> [DIRECTIVE]:
Take the data that follows and retype it word for word.

#### DATASET CONTENT

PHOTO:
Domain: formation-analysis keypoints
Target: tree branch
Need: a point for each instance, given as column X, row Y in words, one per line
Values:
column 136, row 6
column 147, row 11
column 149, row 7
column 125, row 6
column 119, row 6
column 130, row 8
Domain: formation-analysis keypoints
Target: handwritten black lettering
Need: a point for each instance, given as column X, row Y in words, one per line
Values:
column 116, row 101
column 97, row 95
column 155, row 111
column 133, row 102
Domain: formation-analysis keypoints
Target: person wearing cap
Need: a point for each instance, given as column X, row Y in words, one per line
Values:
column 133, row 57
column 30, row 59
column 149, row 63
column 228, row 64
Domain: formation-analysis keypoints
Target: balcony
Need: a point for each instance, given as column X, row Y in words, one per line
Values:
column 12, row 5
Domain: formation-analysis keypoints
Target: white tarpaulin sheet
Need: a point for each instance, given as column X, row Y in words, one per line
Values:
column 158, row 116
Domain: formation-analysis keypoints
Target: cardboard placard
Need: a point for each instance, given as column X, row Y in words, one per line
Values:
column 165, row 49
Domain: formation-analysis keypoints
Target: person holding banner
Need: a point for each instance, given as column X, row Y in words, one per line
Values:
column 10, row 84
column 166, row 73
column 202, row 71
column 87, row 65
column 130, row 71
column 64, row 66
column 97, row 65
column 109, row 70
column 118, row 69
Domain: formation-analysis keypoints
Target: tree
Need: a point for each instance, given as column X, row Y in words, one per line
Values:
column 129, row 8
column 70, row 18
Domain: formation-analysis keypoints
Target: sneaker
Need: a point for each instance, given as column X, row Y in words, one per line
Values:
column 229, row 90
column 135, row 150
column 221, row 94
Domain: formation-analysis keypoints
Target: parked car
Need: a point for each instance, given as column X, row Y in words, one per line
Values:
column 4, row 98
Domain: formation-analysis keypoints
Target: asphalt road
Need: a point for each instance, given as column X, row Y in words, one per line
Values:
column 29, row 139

########

> [RESPONSE]:
PHOTO:
Domain: formation-analysis keypoints
Target: tree branch
Need: a point for each instance, given as column X, row Y in words, one per line
Values:
column 136, row 6
column 147, row 11
column 149, row 7
column 125, row 6
column 119, row 6
column 130, row 8
Domain: formation-analysis keypoints
Target: handwritten black lettering
Need: a point for each instance, given as column X, row Y in words, one per line
Values:
column 116, row 101
column 97, row 95
column 155, row 111
column 133, row 102
Domain: formation-analysis keypoints
Target: person wearing cap
Need: a point for each instance, given as column X, row Y in words, one per line
Values:
column 133, row 57
column 30, row 59
column 149, row 63
column 228, row 64
Domain: formation-analysis keypoints
Target: balcony
Need: a point for each instance, given as column X, row Y in words, one per line
Values:
column 12, row 5
Domain: formation-analysis keypoints
Target: white tarpaulin sheet
Need: a point for each instance, given as column X, row Y in words, one per line
Values:
column 158, row 116
Domain: formation-analysis keypoints
Target: cardboard placard
Need: a point for each instance, given as column X, row Y in words, one per line
Values:
column 165, row 49
Domain: formation-analysis keypoints
Target: person holding banner
Need: a point for each instance, given as column X, row Y in words, one per line
Values:
column 10, row 84
column 166, row 73
column 202, row 71
column 87, row 65
column 130, row 71
column 64, row 66
column 97, row 65
column 109, row 70
column 118, row 69
Domain: formation-analysis keypoints
Target: tree
Need: a point for each instance, given as column X, row Y in words, one per line
Values:
column 129, row 8
column 70, row 18
Domain: formation-analysis keypoints
Target: sneaker
Need: a point for each instance, given as column X, row Y in words, one per line
Values:
column 229, row 90
column 135, row 150
column 221, row 94
Domain: formation-analysis keypoints
Target: parked car
Need: a point for each instance, given as column X, row Y in words, one per line
Values:
column 4, row 98
Domain: formation-analysis keypoints
Target: asphalt road
Need: a point for each instance, given as column X, row Y in words, one per line
Values:
column 29, row 139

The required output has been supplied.